===== Provided data
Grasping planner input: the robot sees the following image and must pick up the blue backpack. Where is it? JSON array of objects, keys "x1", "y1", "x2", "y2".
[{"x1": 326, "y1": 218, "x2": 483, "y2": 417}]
==========
===== Provided data
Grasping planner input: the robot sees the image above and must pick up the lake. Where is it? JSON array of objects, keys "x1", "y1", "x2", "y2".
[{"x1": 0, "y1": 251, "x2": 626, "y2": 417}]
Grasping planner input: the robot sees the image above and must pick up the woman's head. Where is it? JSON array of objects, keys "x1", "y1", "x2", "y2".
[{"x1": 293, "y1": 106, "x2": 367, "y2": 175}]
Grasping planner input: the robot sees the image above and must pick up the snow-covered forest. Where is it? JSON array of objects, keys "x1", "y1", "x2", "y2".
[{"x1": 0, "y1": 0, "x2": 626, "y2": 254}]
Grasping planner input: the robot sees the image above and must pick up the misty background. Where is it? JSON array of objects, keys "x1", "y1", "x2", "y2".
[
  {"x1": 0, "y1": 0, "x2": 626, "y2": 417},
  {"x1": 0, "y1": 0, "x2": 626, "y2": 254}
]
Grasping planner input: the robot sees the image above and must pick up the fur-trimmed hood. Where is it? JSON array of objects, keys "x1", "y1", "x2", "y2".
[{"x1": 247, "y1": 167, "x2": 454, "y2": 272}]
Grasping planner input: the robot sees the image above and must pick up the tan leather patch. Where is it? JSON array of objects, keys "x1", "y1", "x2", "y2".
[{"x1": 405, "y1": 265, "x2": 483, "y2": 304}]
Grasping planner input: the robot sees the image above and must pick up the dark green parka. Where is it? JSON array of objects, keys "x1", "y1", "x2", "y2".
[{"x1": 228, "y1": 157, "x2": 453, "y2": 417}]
==========
Exercise prompt ▸
Please pick out each row above containing the string "head" and copy those rows out in full.

Correct answer ▸
Grasping planner input: the robot sees the image above and must pick up the woman's head. Where is it? JSON array of objects, keys "x1", "y1", "x2", "y2".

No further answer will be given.